#### WHAT YOU SHOULD DO
Print the listing below exactly, minus its pictures.

INPUT section start

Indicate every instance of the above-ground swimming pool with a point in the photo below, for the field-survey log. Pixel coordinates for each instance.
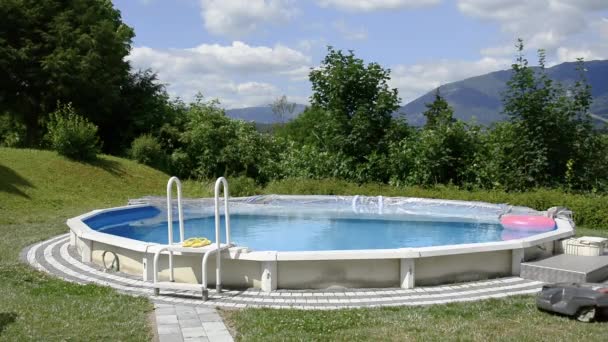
(325, 241)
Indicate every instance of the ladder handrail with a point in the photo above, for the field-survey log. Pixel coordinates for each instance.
(218, 269)
(180, 214)
(180, 211)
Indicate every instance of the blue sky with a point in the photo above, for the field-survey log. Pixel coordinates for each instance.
(249, 52)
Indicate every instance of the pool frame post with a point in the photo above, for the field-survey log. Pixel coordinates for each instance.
(269, 276)
(517, 257)
(407, 273)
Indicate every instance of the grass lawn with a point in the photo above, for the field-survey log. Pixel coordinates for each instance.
(39, 190)
(509, 319)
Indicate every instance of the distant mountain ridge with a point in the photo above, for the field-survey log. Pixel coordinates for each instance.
(261, 114)
(477, 98)
(480, 97)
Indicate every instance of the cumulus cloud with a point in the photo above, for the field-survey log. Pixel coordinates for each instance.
(415, 80)
(543, 24)
(375, 5)
(236, 18)
(239, 75)
(350, 33)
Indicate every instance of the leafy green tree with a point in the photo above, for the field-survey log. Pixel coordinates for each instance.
(72, 135)
(142, 108)
(357, 100)
(551, 125)
(70, 51)
(282, 108)
(215, 145)
(438, 113)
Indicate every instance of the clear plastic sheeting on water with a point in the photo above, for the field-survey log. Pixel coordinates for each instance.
(319, 223)
(401, 208)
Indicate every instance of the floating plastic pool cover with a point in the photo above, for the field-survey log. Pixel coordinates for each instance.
(388, 207)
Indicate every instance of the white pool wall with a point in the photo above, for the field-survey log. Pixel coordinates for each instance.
(270, 270)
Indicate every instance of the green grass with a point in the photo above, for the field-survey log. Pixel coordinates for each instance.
(510, 319)
(39, 191)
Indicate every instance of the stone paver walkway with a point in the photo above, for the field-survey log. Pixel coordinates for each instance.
(189, 323)
(180, 312)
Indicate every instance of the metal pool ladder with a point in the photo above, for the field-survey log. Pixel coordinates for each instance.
(206, 251)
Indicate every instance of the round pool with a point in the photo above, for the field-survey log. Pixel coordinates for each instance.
(325, 241)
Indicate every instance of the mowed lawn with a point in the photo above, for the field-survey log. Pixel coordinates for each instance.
(39, 190)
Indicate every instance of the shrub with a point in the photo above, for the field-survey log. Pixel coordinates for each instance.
(72, 135)
(12, 132)
(180, 164)
(146, 150)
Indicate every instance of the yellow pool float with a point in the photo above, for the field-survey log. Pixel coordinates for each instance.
(196, 242)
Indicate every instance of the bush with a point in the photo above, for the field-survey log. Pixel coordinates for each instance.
(72, 135)
(12, 132)
(146, 150)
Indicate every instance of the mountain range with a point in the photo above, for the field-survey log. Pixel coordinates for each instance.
(476, 98)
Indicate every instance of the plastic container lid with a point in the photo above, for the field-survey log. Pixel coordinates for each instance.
(592, 240)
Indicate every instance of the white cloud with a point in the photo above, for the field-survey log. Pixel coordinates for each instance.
(375, 5)
(565, 54)
(236, 18)
(348, 32)
(238, 74)
(415, 80)
(543, 24)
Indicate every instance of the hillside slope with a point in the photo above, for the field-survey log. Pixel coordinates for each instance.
(40, 186)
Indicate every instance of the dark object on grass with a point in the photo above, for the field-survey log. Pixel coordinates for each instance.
(584, 301)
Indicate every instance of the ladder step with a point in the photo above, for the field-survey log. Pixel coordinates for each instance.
(170, 285)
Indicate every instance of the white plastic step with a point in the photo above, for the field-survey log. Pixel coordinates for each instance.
(171, 285)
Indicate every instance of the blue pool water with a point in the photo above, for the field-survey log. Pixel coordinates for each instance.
(306, 233)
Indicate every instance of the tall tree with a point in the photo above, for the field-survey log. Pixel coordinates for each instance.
(439, 112)
(61, 51)
(282, 108)
(358, 101)
(549, 121)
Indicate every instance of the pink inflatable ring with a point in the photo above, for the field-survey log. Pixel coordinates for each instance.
(527, 223)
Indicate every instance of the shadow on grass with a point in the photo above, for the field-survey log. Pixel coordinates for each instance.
(111, 166)
(6, 318)
(11, 180)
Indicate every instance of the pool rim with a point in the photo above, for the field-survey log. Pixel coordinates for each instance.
(564, 229)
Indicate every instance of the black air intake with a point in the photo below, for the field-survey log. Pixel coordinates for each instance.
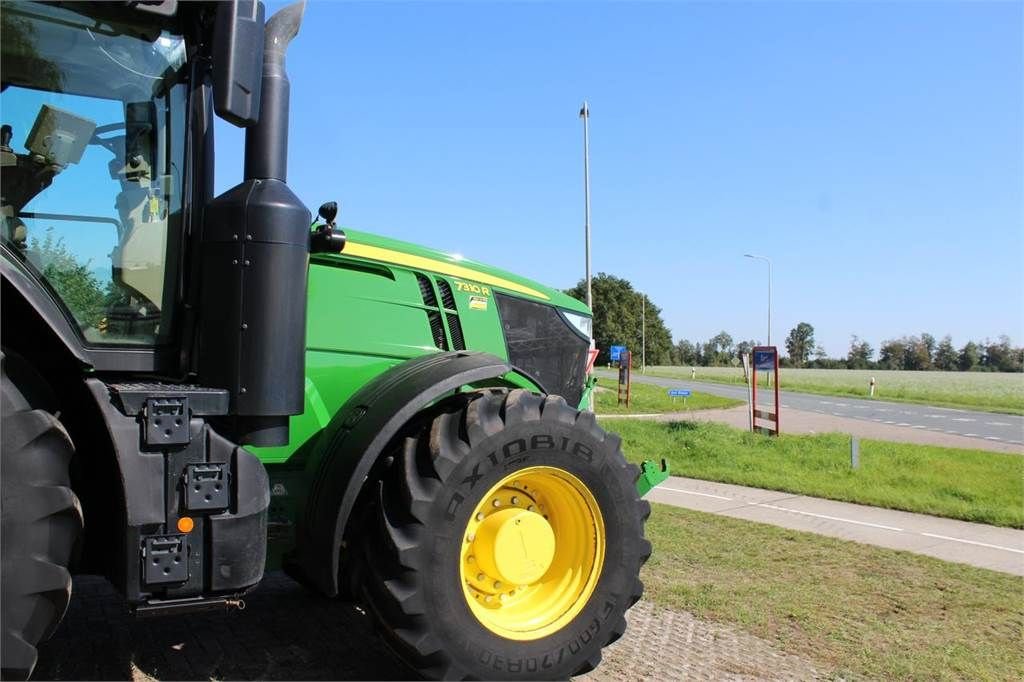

INPUT section end

#### RESPONSE
Indicate every instance of the above-ground swimming pool with a point in the photo below, for the field-survey log. Pixel coordinates for each instance.
(325, 241)
Indicate every instance of the ladder handrail with a point in the photo above, for the field-survey log. Pixel coordinates for each instance.
(218, 269)
(180, 214)
(180, 211)
Indicate every instance of the blue sky with a point in the photo above, for the field-survey log. Pixel coordinates for each instance.
(249, 52)
Indicate every instance of the pool frame post with a point in the photo above, for the field-survey log. Pixel coordinates for each instance.
(269, 276)
(517, 257)
(407, 273)
Indicate every instance of the grass lawn with a point in the photo above, for the field-survey log. Pixel coordinates for each instance.
(39, 190)
(509, 319)
Indicate every instance of the distant mountain ridge with a point in the photo above, for the field-survey log. Pixel coordinates for each instance.
(261, 114)
(477, 98)
(480, 97)
Indicate every instance of the cumulus cloud with a point in the photo above, for the field-survey log. Pixel coordinates for each instance.
(415, 80)
(543, 24)
(375, 5)
(236, 18)
(239, 75)
(350, 33)
Indicate every instance of the leafy green tree with a point in the photo above, for the field-survey log. Pixel coordinates for each instance.
(72, 135)
(142, 108)
(357, 100)
(551, 125)
(70, 51)
(282, 108)
(215, 145)
(438, 113)
Indicate every instance of the clear plastic sheeting on water with a point in the photo above, for the field-survey log. Pixel coordinates for each instance.
(319, 223)
(401, 208)
Indicate every instance of the floating plastic pool cover with a point in the photo above, for the field-survey log. Pixel coordinates for each instance.
(388, 207)
Indicate every instance of the white pool wall with a point in the photo above, for the field-survey log. Pixel coordinates for each instance.
(270, 270)
Indicate every instance of the green grass with a point in the photo above, for the field-survey log. Pixel coordinates for each instance.
(510, 319)
(39, 191)
Indicate every instance of the stone paver walkway with a point in the photo above, for the field-survey log. Pixel coordinates for each instance.
(189, 323)
(180, 312)
Indicate every instance of the metal pool ladder with a point in the photo above, for the field-survey log. Pixel coordinates for each instance.
(206, 251)
Indicate every instance of the round pool with a point in the photo above, for the field-survey log. Pixel coordinates for each instance.
(325, 241)
Indicate every instance of the mowed lawn with a point in the photo above, for the field-survey log. Pixel coordinates for each instance.
(39, 190)
Indicate every instance of the shrub with a point in the photo above, for the field-survey log. Pixel coordinates for each instance.
(72, 135)
(12, 132)
(180, 164)
(146, 150)
Indicate every instance of the yellow pool float with a point in the photo above, for the field-survey log. Pixel coordinates for each instance.
(196, 242)
Indicate every instance of the bush with a point in the photo above, for the field-survey log. Pixel coordinates for each instance.
(72, 135)
(12, 132)
(146, 150)
Indicate every instance of the mountain range with a point in the photo above, for the field-survey log. Pixel coordinates for each instance.
(476, 98)
Indicate every instance of the plastic container lid with a point in the photo above, for the field-survey log. Pixel coordinates for each instance.
(592, 240)
Indicate every instance of the white cloud with a point in the photo above, for the field-survey log. Pixel coordinates for each instance.
(375, 5)
(565, 54)
(236, 18)
(348, 32)
(238, 74)
(415, 80)
(543, 24)
Indicate every instance of the hillside slope with a point in the photo above, for the field-survey log. Pixel coordinates for each instance.
(40, 186)
Indicate every instance of the dark object on grass with a point in the photo above, for the field-survey log. Pixel coordinates for each instance.
(584, 301)
Indicate every instance of the ladder step with a point in the photo above, for the field-survey log. Pixel coordinates for each instance.
(170, 285)
Indicate every instance of the white plastic step with a point in the photo above, for the field-survey log. Pixel coordinates for each instance.
(171, 285)
Indicate every instance of the blue pool water with a point in the photo above, for the field-survey log. Pixel coordinates for each instance.
(306, 233)
Indicate every instance of the tall tree with a point in the photo above, for the field-survey log. Pixel coordinates for each instance.
(439, 112)
(61, 51)
(282, 108)
(358, 101)
(549, 121)
Indicate every instance of the pink inflatable ring with a point in the photo above, for the field-survey log. Pixel coordinates for each instance.
(527, 223)
Indicate every instance of the shadow on grass with a point in the photo above, for the field-survey log. Pixel coordinates for each instance.
(111, 166)
(6, 318)
(11, 180)
Indicate every instance of the pool rim with a point in the photo above, for the field-survey log. Pixel coordinates for each instance.
(564, 229)
Indicate every instance of the black air intake with a point in the photo below, for the field-survey log. Pixel coordinates for each instance.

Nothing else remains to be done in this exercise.